(Excerpt provided):
++++++++

Paul Sullivan: The pulsating Cubs-Brewers race in the NL Central is good to the last drop »

Joe Maddon jokingly offers use of his RV to Ron Gardenhire if Tigers beat the Brewers »

Red Sox Notes: J.D. Martinez Makes His Mark In Boston History With 43rd Home Run

Red Sox Notes: J.D. Martinez Makes His Mark In Boston History With 43rd Home Run

J.D. Martinez was signed by the Red Sox in the offseason to help make an impact in the Boston lineup.

And he certainly delivered.

The slugger ended the regular season with 130 RBIs and 43 home runs, which etched him into Red Sox history. With his three-run round-tripper in the fourth inning of Sunday’s 10-2 win over the New York Yankees, he surpassed Dick Stuart for most home runs during a player’s first year with Boston. Stuart held the record since 1963.

Aside from breaking a 55-year-old record, Martinez’s RBIs and homers also leave him among some pretty elite company.

Although it was a season for the record books for No. 28, the postseason now is a priority for Boston.

“It’s been fun. The guys have been great,” Martinez said after the game, as seen on NESN’s postgame coverage. “It was exciting but now we’re focused on the playoffs.”

++++++++

(Recorded information):
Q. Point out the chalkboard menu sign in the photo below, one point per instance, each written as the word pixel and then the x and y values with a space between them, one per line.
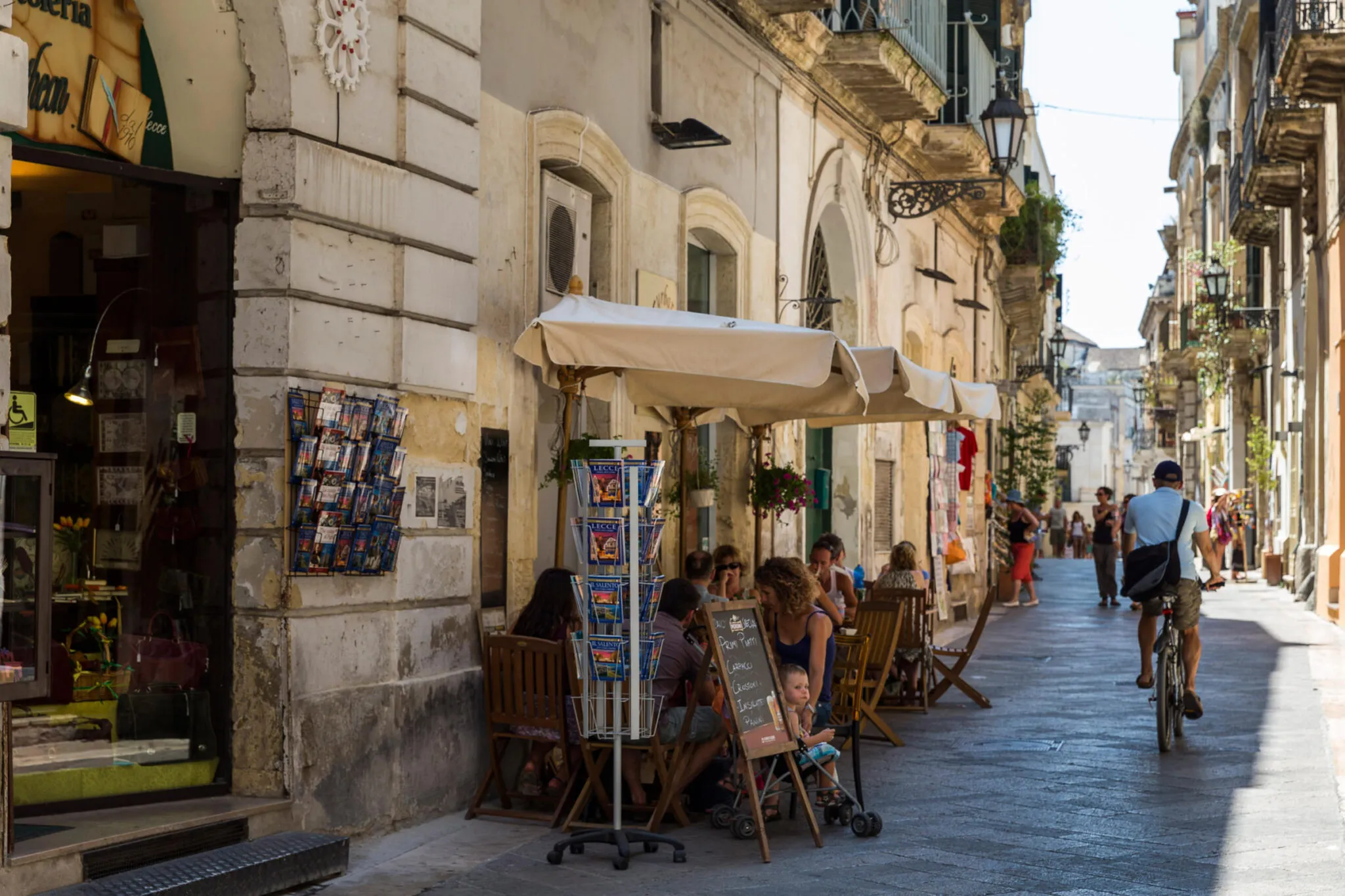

++++++++

(What is expected):
According to the article on J.D. Martinez, whose record did he pass for most home runs in a player's first year with Boston?

(Written solution):
Dick Stuart's, which had stood since 1963.